**Work required**
Retype, word for word, every line of the records below starting at the one that contains "x=672, y=142" and ending at the one that contains "x=319, y=638"; include both of those lines and nothing more.

++++ Records supplied

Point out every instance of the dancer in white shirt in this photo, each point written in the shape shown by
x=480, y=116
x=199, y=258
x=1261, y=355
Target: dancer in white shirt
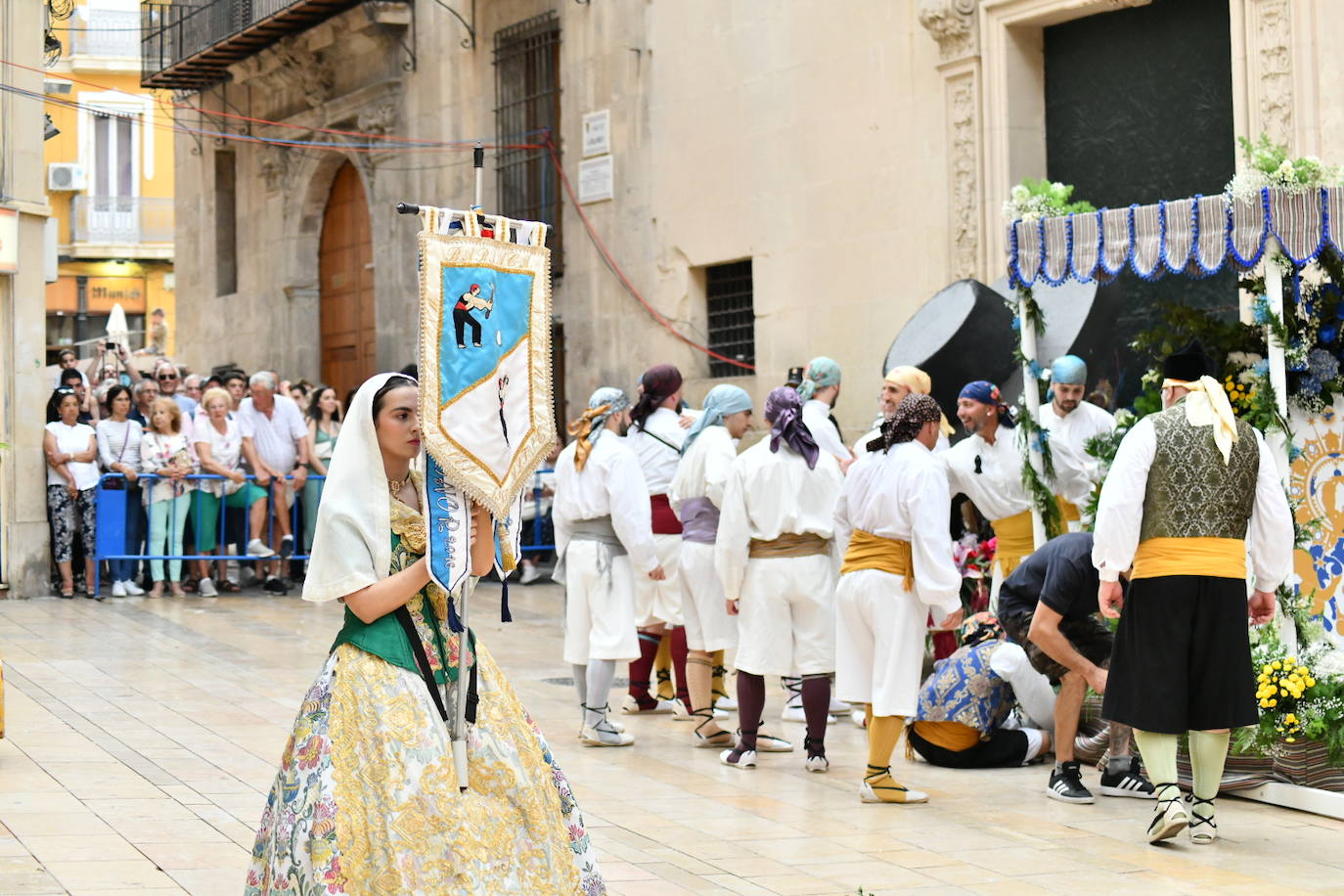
x=1073, y=422
x=893, y=524
x=604, y=542
x=775, y=560
x=696, y=495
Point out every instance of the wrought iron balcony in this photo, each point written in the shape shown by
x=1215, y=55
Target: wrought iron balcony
x=121, y=220
x=189, y=45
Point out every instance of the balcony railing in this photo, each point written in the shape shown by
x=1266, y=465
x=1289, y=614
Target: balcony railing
x=190, y=45
x=121, y=220
x=108, y=34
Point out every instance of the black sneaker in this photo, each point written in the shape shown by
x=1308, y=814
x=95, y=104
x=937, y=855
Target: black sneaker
x=1127, y=784
x=1066, y=784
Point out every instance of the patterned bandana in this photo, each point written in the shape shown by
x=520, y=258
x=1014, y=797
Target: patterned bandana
x=820, y=374
x=656, y=385
x=589, y=427
x=722, y=400
x=987, y=392
x=905, y=425
x=784, y=413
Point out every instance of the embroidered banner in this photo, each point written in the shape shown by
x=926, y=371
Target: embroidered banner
x=485, y=377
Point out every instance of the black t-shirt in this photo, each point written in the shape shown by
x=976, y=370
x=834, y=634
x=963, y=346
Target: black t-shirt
x=1060, y=575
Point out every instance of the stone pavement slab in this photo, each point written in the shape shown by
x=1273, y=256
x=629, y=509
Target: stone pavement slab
x=143, y=735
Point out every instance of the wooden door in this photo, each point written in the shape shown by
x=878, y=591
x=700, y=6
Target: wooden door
x=345, y=263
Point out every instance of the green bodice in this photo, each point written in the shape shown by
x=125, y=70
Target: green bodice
x=1191, y=492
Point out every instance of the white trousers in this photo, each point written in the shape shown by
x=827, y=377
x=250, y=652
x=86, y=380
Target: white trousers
x=880, y=633
x=707, y=622
x=786, y=617
x=599, y=605
x=658, y=602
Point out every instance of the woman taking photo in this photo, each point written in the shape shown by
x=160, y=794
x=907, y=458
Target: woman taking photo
x=71, y=450
x=118, y=450
x=323, y=428
x=165, y=454
x=219, y=446
x=367, y=797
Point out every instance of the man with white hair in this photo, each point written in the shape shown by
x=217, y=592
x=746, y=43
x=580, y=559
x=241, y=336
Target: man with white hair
x=1073, y=422
x=604, y=539
x=276, y=446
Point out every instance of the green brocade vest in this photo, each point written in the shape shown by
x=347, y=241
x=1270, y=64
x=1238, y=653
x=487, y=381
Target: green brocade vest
x=386, y=639
x=1191, y=492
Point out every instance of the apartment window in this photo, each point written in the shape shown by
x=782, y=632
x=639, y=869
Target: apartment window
x=527, y=96
x=728, y=291
x=226, y=223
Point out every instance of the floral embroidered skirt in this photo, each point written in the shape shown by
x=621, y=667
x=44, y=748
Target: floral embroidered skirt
x=367, y=799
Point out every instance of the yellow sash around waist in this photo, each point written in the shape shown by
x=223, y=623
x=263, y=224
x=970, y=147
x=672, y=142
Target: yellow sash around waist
x=1218, y=558
x=790, y=544
x=1016, y=539
x=869, y=551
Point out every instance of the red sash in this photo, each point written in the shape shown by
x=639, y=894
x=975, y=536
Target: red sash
x=664, y=520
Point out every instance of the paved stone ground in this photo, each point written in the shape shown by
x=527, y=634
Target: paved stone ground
x=143, y=734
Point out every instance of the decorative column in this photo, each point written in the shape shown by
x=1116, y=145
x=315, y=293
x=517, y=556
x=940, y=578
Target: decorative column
x=955, y=25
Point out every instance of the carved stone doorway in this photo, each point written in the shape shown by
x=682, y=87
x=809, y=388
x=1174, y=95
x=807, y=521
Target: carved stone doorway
x=345, y=277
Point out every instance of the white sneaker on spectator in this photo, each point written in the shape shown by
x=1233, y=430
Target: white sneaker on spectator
x=258, y=548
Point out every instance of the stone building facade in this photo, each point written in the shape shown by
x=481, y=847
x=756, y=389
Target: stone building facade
x=856, y=154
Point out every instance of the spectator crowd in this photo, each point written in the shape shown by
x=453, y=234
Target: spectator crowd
x=221, y=474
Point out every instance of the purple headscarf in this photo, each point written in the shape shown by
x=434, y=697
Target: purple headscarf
x=784, y=411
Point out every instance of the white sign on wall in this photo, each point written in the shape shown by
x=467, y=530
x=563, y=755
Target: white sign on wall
x=596, y=180
x=597, y=133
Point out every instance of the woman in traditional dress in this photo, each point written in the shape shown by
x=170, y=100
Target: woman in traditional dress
x=367, y=798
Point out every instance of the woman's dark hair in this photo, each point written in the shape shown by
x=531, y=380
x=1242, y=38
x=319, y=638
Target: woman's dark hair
x=392, y=383
x=114, y=392
x=316, y=413
x=54, y=402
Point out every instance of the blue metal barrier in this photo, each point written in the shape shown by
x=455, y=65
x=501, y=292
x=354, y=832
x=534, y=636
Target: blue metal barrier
x=111, y=536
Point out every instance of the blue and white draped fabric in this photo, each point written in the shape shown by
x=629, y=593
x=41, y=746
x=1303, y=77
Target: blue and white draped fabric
x=485, y=378
x=963, y=688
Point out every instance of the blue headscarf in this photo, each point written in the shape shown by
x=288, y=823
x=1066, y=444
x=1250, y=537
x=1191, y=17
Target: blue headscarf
x=987, y=392
x=722, y=400
x=1069, y=370
x=819, y=374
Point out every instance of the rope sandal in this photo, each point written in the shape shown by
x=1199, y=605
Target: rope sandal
x=718, y=739
x=1202, y=837
x=1171, y=814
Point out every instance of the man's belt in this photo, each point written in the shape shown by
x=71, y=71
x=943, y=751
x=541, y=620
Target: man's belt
x=1015, y=539
x=1218, y=558
x=599, y=529
x=869, y=551
x=789, y=544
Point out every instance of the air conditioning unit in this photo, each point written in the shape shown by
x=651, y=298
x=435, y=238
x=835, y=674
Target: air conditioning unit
x=67, y=176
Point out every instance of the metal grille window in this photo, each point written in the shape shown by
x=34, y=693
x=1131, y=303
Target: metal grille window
x=728, y=291
x=527, y=92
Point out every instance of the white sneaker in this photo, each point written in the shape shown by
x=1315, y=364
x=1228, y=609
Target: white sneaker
x=794, y=713
x=603, y=735
x=257, y=548
x=632, y=705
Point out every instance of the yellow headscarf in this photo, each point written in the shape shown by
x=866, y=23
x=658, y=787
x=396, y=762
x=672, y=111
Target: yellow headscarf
x=917, y=381
x=1207, y=405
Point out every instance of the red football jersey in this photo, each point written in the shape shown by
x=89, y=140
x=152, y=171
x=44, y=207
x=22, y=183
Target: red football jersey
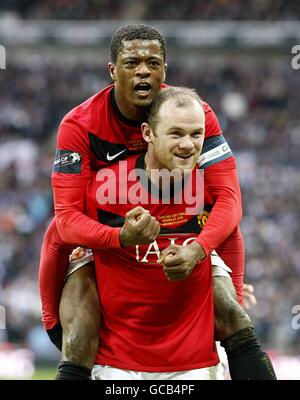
x=95, y=134
x=150, y=323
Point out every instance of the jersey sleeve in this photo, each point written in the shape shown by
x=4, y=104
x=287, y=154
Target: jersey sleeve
x=71, y=172
x=233, y=254
x=221, y=181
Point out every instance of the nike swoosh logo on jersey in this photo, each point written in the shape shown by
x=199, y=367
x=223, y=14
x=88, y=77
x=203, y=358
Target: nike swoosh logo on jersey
x=110, y=158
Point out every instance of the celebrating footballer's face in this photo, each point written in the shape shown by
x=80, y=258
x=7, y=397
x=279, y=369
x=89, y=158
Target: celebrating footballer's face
x=138, y=72
x=175, y=135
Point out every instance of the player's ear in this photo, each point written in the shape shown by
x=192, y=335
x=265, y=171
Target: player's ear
x=112, y=70
x=146, y=132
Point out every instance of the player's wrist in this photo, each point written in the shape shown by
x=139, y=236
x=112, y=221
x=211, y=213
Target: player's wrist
x=123, y=236
x=198, y=250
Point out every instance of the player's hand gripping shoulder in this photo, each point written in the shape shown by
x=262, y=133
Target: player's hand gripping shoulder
x=179, y=261
x=139, y=228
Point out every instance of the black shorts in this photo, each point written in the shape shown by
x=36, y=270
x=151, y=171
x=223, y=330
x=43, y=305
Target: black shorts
x=55, y=335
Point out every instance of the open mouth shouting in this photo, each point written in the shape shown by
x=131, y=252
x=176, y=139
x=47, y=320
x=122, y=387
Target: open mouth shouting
x=143, y=89
x=184, y=156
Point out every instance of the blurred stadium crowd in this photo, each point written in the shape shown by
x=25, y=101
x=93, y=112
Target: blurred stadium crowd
x=256, y=99
x=154, y=9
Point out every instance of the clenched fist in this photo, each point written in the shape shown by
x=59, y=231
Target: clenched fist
x=179, y=261
x=139, y=228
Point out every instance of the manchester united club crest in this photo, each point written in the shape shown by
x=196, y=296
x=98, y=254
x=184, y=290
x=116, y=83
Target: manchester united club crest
x=202, y=218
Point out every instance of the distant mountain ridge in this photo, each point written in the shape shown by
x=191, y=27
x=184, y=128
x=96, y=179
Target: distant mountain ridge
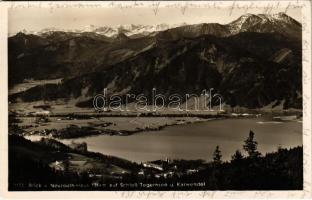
x=253, y=61
x=247, y=22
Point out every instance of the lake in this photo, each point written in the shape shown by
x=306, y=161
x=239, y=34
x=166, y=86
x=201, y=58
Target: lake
x=197, y=140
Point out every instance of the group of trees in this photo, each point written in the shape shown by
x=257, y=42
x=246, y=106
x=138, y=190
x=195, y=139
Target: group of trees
x=250, y=146
x=280, y=170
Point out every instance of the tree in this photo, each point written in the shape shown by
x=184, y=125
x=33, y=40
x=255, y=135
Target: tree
x=237, y=156
x=217, y=155
x=250, y=146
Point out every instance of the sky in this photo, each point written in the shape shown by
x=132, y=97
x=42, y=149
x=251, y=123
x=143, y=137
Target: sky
x=36, y=19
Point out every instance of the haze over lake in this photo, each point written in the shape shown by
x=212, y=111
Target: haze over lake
x=198, y=140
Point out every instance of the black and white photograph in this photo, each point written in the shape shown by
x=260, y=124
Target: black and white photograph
x=155, y=97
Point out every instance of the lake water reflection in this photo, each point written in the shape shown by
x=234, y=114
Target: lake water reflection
x=198, y=140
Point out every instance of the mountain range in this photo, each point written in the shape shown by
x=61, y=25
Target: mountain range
x=253, y=61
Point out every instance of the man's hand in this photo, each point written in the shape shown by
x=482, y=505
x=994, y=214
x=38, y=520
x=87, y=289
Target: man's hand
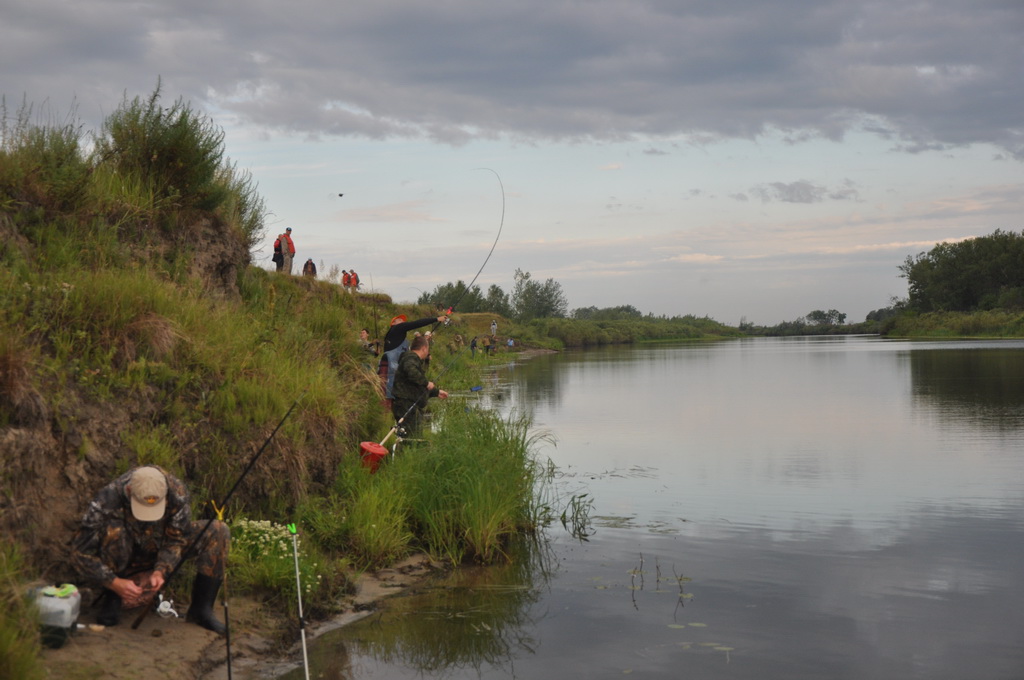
x=156, y=581
x=126, y=589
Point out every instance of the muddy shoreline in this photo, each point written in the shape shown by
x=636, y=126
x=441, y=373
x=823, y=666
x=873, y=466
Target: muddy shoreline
x=171, y=649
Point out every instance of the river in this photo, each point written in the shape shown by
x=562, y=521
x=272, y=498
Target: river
x=824, y=507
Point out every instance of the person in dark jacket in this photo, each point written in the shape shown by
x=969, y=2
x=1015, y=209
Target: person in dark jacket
x=133, y=535
x=394, y=344
x=412, y=388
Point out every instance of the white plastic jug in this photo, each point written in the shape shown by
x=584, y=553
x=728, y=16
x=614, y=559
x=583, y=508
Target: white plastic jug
x=58, y=608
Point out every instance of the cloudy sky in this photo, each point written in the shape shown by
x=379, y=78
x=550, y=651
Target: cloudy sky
x=741, y=159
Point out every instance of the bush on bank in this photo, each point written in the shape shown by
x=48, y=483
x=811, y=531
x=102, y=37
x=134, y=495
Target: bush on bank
x=135, y=330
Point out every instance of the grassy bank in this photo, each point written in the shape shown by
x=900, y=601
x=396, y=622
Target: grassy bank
x=989, y=324
x=135, y=330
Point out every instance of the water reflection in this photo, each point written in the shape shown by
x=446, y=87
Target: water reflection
x=983, y=386
x=473, y=619
x=846, y=508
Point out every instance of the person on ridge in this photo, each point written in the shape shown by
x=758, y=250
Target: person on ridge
x=287, y=251
x=133, y=535
x=412, y=388
x=394, y=344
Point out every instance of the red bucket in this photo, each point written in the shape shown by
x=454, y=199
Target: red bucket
x=372, y=454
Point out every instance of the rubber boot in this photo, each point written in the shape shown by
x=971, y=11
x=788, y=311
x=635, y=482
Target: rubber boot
x=110, y=608
x=201, y=609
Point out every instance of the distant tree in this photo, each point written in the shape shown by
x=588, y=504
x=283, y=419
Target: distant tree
x=445, y=295
x=530, y=299
x=895, y=308
x=622, y=312
x=984, y=272
x=498, y=301
x=830, y=317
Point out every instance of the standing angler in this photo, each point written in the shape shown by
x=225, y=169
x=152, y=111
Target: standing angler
x=412, y=388
x=134, y=533
x=394, y=344
x=287, y=251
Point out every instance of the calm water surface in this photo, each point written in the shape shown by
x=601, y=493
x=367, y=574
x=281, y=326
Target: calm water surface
x=765, y=508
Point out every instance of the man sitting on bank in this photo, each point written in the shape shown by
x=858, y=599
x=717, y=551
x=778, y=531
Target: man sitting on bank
x=134, y=533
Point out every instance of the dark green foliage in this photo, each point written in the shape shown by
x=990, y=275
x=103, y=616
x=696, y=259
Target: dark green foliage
x=830, y=317
x=19, y=649
x=175, y=151
x=986, y=272
x=446, y=295
x=41, y=165
x=622, y=312
x=583, y=333
x=498, y=301
x=531, y=299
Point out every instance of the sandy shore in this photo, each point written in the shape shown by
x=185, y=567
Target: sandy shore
x=172, y=649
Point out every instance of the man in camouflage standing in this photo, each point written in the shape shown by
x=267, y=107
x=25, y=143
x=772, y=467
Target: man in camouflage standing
x=412, y=388
x=133, y=535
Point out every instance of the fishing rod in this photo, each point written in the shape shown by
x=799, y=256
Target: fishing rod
x=368, y=447
x=186, y=552
x=298, y=590
x=501, y=225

++++++++

**Task output**
x=672, y=142
Target: yellow sash around waist
x=1218, y=558
x=790, y=544
x=1016, y=539
x=869, y=551
Point out every instance of the red sash in this photo, each point written in the shape shown by
x=639, y=894
x=975, y=536
Target: red sash
x=664, y=520
Point out every instance of the paved stone ground in this photo, each point written in the shape shown by
x=527, y=634
Target: paved stone ground
x=143, y=734
Point out every instance of the decorative column in this photo, each point written in the shape shown by
x=1116, y=145
x=315, y=293
x=517, y=556
x=940, y=578
Target: decorative column
x=955, y=25
Point out every instance of the carved stone doorway in this photo, each point written in the shape shown by
x=682, y=87
x=809, y=388
x=1174, y=95
x=807, y=521
Target: carved stone doorway
x=345, y=277
Point out every instance of the white sneaker on spectator in this photo, each point written in the shape shown by
x=1233, y=430
Target: white sneaker on spectator
x=258, y=548
Point out every instance of the stone building facade in this photo, each point written in the shape shown by
x=481, y=847
x=756, y=389
Target: stone building facade
x=856, y=154
Point out every instance of the spectator crowd in this photo, each point written in the shape shown by
x=453, y=234
Target: spectator crowd
x=221, y=474
Point out every instance of the purple headscarf in this photo, each point written in the shape shown by
x=434, y=697
Target: purple headscarf
x=784, y=411
Point out every instance of the white sign on wall in this photo, each point written in the shape shown by
x=467, y=530
x=563, y=755
Target: white sign on wall
x=596, y=180
x=597, y=133
Point out every instance of the woman in traditional dress in this photo, each point written in the shape shown by
x=170, y=100
Target: woman in traditional dress
x=367, y=798
Point out every instance of the woman's dark hair in this photo, each point written in the shape shown by
x=531, y=380
x=1242, y=38
x=319, y=638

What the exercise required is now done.